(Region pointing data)

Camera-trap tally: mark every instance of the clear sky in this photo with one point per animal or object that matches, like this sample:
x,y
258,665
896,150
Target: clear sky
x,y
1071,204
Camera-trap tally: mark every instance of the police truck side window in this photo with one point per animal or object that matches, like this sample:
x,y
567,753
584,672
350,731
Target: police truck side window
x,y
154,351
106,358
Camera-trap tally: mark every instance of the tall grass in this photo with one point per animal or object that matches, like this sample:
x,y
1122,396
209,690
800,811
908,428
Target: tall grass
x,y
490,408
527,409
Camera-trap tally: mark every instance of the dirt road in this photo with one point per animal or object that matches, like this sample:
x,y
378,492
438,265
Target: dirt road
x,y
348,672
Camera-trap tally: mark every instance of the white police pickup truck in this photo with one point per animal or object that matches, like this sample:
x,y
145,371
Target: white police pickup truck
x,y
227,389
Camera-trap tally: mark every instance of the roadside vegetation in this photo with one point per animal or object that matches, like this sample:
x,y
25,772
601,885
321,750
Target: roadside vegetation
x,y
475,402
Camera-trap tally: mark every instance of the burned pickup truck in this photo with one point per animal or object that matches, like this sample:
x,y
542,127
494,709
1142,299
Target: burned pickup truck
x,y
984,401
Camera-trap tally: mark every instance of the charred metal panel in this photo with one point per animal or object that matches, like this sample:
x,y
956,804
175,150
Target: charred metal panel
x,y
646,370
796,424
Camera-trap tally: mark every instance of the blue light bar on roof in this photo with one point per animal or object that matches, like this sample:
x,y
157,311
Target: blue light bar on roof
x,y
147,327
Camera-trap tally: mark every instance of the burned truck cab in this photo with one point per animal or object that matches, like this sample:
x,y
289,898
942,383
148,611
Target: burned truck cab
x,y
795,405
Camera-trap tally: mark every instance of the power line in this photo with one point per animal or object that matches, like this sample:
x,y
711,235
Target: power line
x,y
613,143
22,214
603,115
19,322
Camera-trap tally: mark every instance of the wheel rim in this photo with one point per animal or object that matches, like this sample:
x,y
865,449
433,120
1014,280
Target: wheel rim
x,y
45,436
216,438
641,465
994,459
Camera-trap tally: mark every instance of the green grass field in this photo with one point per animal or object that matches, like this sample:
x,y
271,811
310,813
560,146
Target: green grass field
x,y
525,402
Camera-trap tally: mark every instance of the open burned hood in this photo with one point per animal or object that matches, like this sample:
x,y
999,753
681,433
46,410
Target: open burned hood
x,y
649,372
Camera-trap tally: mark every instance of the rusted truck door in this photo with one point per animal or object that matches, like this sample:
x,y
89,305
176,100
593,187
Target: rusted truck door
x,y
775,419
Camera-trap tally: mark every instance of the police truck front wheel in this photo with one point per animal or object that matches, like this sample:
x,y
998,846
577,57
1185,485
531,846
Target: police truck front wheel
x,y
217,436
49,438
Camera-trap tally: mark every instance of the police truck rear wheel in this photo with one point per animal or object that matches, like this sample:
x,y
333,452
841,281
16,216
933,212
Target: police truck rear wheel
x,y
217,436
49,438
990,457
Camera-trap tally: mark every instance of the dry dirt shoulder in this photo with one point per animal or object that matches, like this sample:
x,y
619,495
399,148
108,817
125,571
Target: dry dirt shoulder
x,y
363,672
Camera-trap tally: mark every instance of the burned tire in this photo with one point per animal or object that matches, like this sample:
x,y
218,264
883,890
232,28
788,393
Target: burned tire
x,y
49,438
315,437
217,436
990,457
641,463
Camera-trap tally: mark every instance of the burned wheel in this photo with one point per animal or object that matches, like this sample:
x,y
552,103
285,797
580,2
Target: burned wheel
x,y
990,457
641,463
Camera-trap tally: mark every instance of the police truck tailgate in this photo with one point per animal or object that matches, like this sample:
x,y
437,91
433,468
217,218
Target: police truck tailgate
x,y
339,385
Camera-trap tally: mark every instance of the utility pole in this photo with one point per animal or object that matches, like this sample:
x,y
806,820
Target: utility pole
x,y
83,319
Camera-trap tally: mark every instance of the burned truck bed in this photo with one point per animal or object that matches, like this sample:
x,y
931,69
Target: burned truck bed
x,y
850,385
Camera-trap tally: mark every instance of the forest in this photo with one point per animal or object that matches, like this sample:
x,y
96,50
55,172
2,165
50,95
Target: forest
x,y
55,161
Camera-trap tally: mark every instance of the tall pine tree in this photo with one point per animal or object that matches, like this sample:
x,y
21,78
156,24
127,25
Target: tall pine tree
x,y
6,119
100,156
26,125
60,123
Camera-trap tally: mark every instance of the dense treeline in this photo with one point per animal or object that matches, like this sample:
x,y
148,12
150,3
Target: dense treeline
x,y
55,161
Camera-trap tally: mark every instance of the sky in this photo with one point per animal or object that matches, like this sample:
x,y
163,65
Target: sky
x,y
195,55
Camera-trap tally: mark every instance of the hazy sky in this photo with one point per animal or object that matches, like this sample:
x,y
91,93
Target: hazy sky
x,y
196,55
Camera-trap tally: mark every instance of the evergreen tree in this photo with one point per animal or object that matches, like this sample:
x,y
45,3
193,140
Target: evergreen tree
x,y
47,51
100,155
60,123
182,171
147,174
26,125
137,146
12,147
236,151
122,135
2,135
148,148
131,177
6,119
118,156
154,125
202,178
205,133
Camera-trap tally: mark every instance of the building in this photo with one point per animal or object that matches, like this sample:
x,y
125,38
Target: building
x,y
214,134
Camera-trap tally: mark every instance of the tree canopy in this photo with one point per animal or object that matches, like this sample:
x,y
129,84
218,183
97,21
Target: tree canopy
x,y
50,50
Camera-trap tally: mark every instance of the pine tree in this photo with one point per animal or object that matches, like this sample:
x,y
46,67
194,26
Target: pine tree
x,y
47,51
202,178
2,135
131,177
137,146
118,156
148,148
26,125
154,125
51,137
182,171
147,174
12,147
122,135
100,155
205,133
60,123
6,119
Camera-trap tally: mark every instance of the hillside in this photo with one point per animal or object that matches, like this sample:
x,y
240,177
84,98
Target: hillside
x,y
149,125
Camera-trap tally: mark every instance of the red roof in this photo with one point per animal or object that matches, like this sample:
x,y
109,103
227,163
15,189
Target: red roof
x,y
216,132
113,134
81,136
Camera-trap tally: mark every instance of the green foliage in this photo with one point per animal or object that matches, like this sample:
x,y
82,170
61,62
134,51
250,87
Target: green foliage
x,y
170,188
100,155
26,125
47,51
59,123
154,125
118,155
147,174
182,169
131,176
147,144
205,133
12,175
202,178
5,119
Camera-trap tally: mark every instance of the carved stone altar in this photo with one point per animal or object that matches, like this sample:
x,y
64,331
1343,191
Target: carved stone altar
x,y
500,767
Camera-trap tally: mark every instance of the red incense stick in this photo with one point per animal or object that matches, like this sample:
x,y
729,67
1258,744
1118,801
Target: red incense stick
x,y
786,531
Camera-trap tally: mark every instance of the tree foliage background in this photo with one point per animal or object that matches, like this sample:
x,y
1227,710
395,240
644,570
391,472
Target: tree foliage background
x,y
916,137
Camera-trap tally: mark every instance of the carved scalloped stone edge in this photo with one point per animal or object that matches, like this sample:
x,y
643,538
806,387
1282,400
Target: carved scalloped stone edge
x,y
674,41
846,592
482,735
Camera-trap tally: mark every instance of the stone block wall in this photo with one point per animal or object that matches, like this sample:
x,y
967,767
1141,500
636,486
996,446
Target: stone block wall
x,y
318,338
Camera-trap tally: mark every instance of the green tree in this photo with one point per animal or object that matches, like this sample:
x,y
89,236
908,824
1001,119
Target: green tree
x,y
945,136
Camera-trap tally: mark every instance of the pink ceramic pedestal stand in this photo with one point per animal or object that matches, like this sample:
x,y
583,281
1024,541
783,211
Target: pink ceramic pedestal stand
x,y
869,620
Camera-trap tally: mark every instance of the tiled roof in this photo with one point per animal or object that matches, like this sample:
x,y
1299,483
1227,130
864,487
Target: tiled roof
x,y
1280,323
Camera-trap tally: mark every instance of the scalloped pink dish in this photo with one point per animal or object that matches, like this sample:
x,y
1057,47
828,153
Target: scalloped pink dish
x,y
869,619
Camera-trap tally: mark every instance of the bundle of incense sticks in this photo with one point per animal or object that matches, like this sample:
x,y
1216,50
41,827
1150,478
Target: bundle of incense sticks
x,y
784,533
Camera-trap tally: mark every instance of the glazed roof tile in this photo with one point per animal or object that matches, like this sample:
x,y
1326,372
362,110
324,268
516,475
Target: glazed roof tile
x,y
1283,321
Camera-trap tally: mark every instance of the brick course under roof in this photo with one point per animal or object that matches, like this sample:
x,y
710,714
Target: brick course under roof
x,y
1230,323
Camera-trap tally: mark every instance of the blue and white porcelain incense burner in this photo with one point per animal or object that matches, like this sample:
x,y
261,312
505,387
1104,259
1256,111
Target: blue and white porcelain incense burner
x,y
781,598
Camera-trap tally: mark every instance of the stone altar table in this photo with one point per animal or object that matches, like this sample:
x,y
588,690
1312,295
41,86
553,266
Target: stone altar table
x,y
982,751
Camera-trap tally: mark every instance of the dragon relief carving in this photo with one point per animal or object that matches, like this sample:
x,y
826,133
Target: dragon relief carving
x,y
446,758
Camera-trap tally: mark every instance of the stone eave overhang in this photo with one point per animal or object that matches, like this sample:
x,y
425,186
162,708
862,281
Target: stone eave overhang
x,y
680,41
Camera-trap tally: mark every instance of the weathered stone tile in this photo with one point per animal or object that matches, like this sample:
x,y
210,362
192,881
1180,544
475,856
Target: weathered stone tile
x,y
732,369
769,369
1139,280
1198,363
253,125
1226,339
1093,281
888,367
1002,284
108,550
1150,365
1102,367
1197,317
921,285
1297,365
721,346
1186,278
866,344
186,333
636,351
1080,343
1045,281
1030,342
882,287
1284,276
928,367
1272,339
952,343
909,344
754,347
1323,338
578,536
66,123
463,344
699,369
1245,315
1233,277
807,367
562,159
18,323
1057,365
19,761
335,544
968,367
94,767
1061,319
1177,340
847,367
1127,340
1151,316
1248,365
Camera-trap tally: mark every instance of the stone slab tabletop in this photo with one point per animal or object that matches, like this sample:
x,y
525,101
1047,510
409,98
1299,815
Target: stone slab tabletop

> [Exercise]
Your task is to find every line above containing the word "tabletop" and copy it.

> [Exercise solution]
Camera-trap tally: mark every instance of the stone slab tabletop in this photo with one point per animal or object that matches, like this sample:
Target: stone slab tabletop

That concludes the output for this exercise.